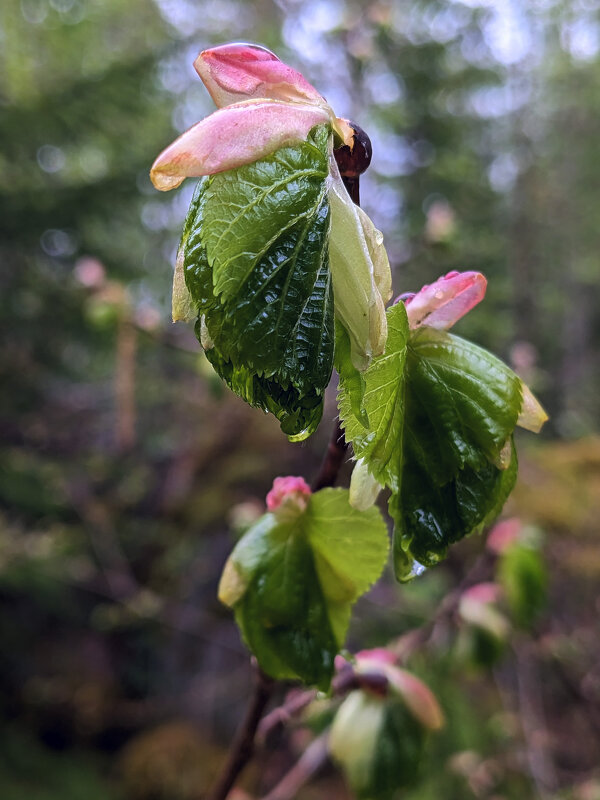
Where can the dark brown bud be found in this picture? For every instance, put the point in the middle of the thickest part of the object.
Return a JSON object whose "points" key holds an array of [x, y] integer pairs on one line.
{"points": [[354, 159]]}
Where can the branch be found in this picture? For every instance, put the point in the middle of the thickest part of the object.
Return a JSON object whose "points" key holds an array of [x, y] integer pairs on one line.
{"points": [[309, 763], [352, 161], [242, 747]]}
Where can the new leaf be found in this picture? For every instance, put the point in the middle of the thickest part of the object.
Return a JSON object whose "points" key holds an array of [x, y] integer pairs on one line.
{"points": [[292, 581], [441, 415], [255, 261]]}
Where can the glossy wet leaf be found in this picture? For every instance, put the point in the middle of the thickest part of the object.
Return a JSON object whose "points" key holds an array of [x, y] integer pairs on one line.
{"points": [[378, 743], [255, 259], [292, 583], [441, 411]]}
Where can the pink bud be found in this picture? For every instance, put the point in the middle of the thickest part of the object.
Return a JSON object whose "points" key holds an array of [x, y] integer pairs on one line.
^^^^^^^^^^^^^^^^
## Description of the task
Copy every line of the records above word for word, but leave out the pictures.

## Answer to this exercise
Where can the dark brown bud be found in this picture? For every instance, put the point in the middle of the thickest part of the object.
Return a JSON object whose "points" key holds an array of [x, y] integer pairs on one line.
{"points": [[354, 159]]}
Where can the branch be found in this picture? For every instance, put the point in the middle of the thickest part of the object.
Return a JSON object whose "points" key holds an array of [x, y] integer pairs on one line.
{"points": [[309, 763], [352, 161], [242, 747]]}
Where can the new leaf be found in this picture? For every instance, put the point in the middle of the thickest part of the object.
Return a JSON object whose "points" key holds an array of [x, y] integer pairs on one line.
{"points": [[292, 581], [441, 415], [255, 261]]}
Where can the glossy wet leaf be found in this picture? For every instance, put the point in the middle of the thickest part of the object.
Return a JSON object whose "points" key holds an array of [x, y] integer pairs on one line.
{"points": [[378, 743], [255, 259], [292, 583], [441, 411]]}
Where can the pink bud be found in this picture? For every instance, put the point in the middle of the thickest part of the object.
Return a JSON object whose "points" key holds an array of [x, y] integer pairs on one line.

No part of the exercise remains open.